▸ **Challenge**
Report every line of the material below that contains the word "beanie", copying each such line in full. Matching is case-sensitive.

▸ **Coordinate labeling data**
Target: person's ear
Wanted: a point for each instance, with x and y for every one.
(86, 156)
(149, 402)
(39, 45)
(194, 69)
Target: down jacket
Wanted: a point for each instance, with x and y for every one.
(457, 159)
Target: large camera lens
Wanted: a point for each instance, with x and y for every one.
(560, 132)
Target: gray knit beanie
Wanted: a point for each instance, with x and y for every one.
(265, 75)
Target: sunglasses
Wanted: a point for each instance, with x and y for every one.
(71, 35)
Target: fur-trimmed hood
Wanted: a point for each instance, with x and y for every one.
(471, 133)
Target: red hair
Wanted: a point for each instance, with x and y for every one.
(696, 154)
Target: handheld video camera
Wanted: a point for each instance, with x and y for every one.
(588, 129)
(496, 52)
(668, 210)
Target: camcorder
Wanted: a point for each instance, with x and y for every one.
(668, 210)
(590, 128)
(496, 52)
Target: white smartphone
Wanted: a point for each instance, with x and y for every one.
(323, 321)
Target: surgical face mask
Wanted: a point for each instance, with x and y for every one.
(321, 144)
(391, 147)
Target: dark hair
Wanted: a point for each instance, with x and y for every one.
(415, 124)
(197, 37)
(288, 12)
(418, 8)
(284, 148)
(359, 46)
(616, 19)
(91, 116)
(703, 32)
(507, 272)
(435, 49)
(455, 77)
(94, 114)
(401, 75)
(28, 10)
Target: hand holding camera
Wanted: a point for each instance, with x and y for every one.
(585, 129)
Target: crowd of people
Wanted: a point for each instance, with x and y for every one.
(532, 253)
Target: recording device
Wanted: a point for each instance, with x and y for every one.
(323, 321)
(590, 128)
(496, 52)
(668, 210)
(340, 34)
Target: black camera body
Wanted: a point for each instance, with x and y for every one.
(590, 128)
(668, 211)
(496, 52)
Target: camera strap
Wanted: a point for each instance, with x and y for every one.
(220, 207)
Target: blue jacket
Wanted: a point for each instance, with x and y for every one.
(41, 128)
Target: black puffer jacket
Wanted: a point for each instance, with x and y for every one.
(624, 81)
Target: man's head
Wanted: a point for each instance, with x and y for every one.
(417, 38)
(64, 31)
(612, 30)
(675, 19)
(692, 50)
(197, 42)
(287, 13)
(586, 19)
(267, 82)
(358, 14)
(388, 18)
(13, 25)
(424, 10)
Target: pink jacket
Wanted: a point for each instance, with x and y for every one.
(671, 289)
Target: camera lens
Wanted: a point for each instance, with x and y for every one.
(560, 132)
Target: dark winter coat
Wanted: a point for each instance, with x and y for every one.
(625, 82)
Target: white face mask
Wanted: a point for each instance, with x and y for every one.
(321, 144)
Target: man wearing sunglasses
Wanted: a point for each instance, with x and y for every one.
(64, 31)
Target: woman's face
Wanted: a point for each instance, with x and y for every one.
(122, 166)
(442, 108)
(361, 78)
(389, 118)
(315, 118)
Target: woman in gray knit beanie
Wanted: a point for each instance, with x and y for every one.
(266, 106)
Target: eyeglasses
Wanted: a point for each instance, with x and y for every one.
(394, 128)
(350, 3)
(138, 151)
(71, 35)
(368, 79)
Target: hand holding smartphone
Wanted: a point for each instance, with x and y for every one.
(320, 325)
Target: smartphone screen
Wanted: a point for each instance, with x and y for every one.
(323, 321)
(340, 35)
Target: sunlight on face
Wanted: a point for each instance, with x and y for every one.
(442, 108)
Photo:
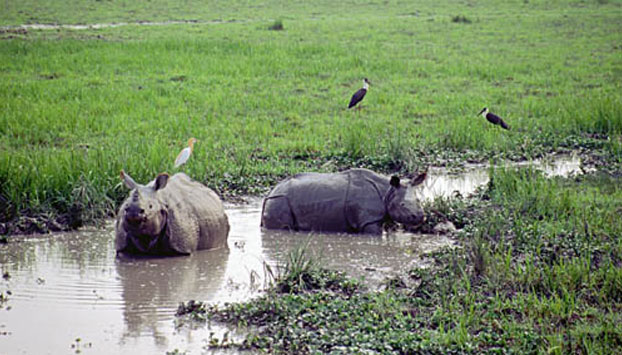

▸ **Worked solution**
Target: gray knit beanie
Target: woman in gray knit beanie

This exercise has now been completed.